Document segment:
········

Divorce Cereal Chapter Two
"Don't Break Your Arm..."
“Don’t break your arm…”
I was in my final year of undergrad. I had wanted to be a lawyer since I was a little girl. People would ask what I wanted to be when I grew up and I had tried a few different answers: the first Black female President of the United States was one. That got a chuckle from my dad, but it wasn’t until I landed on “lawyer” that I saw him look proud.
I lived in a run-down house with three other women. I loved being a student. I was an English Literature major and I studied my passions, including sociology (Black and women’s studies) and journalism. Socially, I felt awkward, an ugly duckling in a pond of tall, skinny, blond sorority girls.
At the beginning of my senior year, I met the man I would eventually marry. I was out with friends at a local bar. We were on the back patio where a live band was playing and we were dancing, singing, and drinking way too much.
Toward the end of the night, I bumped into a friend’s ex, a slimy, serial cheater. He leaned in close to be heard over the music. “Hey, my friend likes you!” I looked at him. Even in my drunken state, my guard was up. Anyone who was friends with this guy was probably not for me. I looked over and saw a tall white guy, with dark hair that kind of flopped over his blue eyes. Although I thought he was cute, I simply smiled and went back to partying with my friends.
Not long after, they announced last call and everyone rushed to the bar for one last drink. I stepped up to the bar and there he was. I was still wary, but the wounded part of me felt compelled to be nice. Plus, he had a pitcher of beer. He said, “want to help me finish this?” I agreed, taking the stool next to him. I don’t remember what we talked about, but we finished off that pitcher and, by the time the bar closed I had given him my number.

········

Data provided:
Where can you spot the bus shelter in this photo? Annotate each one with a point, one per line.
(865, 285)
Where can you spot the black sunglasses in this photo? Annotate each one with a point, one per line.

········

Requirements: Reproduce part of the memoir chapter word for word, beginning at the words "At the beginning" and stopping after "way too much.". The data are separate from the memoir chapter.

Reply:
At the beginning of my senior year, I met the man I would eventually marry. I was out with friends at a local bar. We were on the back patio where a live band was playing and we were dancing, singing, and drinking way too much.